● Fragment do lektury:
11/2024
Grzesiek i Jacek: Szczecin -- Santiago
« Starsze wpisy |
Grzegorz Szkibiel :: 09.11.2024 18:33
18 lipca 2024: Caracotchia -- Refuge Orisson
Jest całkiem ciepło.
Opuszczamy piwnicę domku na wzgórzu i podążamy szosą w stronę Pirenejów.
Pokonujemy małe przewyższenia. W sumie to tylko raz schodzimy z szosy i to na krótko. Po prostu, ścinamy klin i szybko wracamy na drogę.
I tak idziemy przez dwie godziny. Odmawiamy po drodze różaniec, mijamy domy na odludziu i małe miasteczka. Jesteśmy coraz wyżej.
Dochodzimy do St. Jean Pied de Port. Tu, lub w bliskiej okolicy łączą się trzy główne szlaki pielgrzymie. Najpierw wchodzimy pod górę, aby szybko zejść w dół, przez cmentarz do Carrefoura. Nie wiem, czy nadrabiamy drogi, ale trzeba zrobić jakieś zakupy.
Po kamiennych tarasach i schodach wchodzimy ponownie na górę i wkraczamy w uliczki miasta nastawionego na pielgrzymów. Małe sklepy pełne są butów, kijów, plecaków, muszli i pewnie wszystkiego, co potrzebne do pielgrzymowania. Zapewne wielu startuje właśnie stąd, chociaż, słyszałem też, że najwięcej pątników podąża z Le Puy.
Schodzimy w dół ku rzece, którą przekraczamy po kamiennym moście i znów wchodzimy w wąską uliczkę z blaszanymi muszlami w bruku. Powoli opuszczamy miasto.

● Lista rekordów:
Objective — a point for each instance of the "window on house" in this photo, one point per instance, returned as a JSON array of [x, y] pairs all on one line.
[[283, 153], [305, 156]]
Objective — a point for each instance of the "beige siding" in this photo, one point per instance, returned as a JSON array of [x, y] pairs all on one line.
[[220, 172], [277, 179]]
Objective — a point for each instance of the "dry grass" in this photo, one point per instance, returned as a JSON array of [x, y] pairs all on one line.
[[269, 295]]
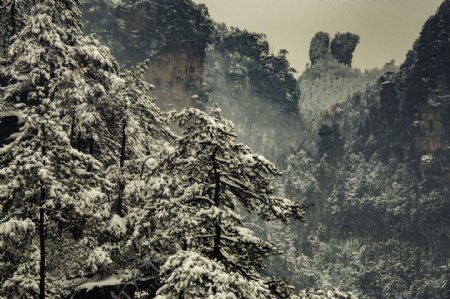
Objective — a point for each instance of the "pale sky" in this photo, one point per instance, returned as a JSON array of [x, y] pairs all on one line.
[[387, 28]]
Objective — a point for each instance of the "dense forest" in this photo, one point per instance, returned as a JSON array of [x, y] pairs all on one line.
[[105, 192]]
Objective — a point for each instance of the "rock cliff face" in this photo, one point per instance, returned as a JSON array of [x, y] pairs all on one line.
[[172, 35], [178, 77], [416, 103], [192, 60]]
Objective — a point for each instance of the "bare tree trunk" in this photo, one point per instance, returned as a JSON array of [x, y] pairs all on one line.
[[42, 238], [42, 235], [218, 231]]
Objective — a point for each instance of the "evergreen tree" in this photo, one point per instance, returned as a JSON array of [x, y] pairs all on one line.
[[319, 48], [214, 179], [49, 189]]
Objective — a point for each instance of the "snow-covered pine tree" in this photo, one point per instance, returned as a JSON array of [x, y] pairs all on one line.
[[207, 181], [47, 187], [141, 129], [47, 190], [81, 72]]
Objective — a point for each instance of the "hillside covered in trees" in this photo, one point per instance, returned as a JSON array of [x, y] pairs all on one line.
[[124, 171]]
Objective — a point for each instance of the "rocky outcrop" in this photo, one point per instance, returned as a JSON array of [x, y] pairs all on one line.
[[171, 34], [178, 77]]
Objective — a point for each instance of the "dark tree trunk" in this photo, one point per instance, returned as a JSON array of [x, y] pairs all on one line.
[[42, 237], [118, 206], [123, 145], [218, 231]]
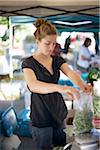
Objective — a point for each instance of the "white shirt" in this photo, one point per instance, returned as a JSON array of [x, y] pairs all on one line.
[[84, 51]]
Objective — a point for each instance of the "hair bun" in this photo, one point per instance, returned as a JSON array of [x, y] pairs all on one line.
[[39, 22]]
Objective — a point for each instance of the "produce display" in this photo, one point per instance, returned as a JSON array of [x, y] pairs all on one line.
[[82, 121], [96, 106]]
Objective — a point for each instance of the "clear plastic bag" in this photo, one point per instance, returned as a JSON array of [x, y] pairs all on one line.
[[82, 122]]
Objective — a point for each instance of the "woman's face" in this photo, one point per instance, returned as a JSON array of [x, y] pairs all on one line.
[[47, 44]]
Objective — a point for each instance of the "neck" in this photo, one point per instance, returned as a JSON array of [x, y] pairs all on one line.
[[38, 54]]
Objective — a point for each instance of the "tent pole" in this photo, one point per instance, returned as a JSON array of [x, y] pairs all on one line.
[[11, 63]]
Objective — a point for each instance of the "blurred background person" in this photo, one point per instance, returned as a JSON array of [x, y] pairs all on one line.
[[84, 58]]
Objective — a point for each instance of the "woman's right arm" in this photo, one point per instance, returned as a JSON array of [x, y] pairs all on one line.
[[40, 87]]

● Cel zadania: Przełóż na język angielski to zdanie z fragmentu do lektury: „Małe sklepy pełne są butów, kijów, plecaków, muszli i pewnie wszystkiego, co potrzebne do pielgrzymowania.”

● Pełna odpowiedź: The small shops are full of shoes, walking poles, backpacks, shells, and probably everything needed for a pilgrimage.